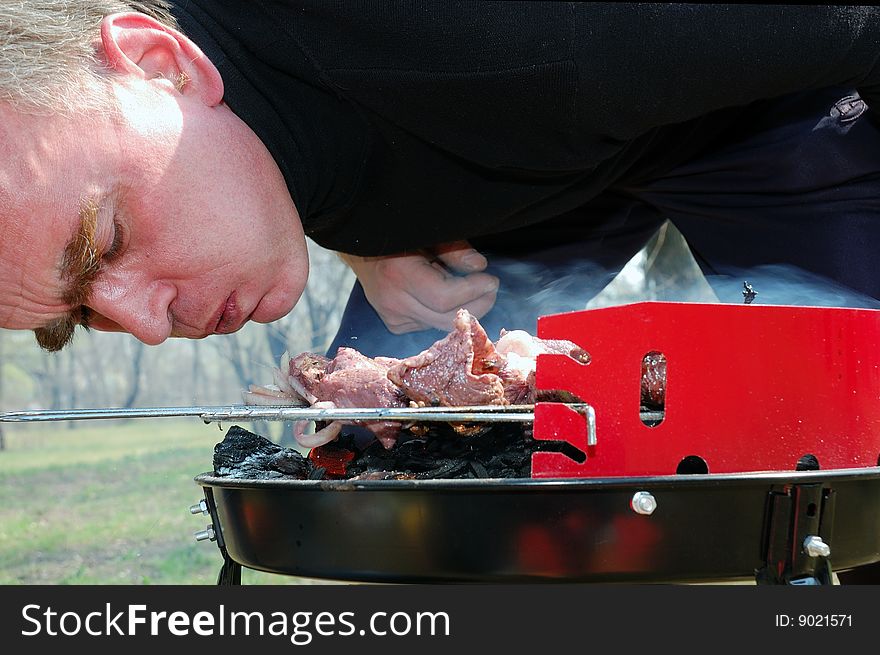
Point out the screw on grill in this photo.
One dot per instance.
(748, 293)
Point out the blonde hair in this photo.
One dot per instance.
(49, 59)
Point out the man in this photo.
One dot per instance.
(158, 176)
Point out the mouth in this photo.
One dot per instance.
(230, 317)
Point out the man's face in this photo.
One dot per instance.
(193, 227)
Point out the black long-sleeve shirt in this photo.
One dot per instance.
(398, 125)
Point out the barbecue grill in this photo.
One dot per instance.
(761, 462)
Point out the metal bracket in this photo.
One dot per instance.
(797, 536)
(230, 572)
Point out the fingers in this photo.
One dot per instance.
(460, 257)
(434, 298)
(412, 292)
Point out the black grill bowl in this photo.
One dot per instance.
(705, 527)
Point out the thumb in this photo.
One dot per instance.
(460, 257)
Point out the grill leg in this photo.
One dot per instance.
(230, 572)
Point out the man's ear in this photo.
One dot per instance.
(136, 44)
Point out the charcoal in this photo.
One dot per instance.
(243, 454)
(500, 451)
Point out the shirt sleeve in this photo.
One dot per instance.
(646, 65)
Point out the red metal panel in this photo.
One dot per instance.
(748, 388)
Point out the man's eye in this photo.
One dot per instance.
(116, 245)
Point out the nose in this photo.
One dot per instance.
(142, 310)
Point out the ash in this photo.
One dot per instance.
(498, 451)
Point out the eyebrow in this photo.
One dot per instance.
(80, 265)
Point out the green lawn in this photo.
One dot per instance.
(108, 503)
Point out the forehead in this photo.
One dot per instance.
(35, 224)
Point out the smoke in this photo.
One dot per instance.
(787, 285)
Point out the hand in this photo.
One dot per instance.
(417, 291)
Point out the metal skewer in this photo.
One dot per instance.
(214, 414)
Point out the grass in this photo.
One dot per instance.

- _What the exercise asks_
Wherever a line of the entries holds the string "metal", copy that line.

- _Response to this task_
Point out the metal bracket in this photo.
Point out the red metal panel in this photo.
Point out the metal skewer in this photo.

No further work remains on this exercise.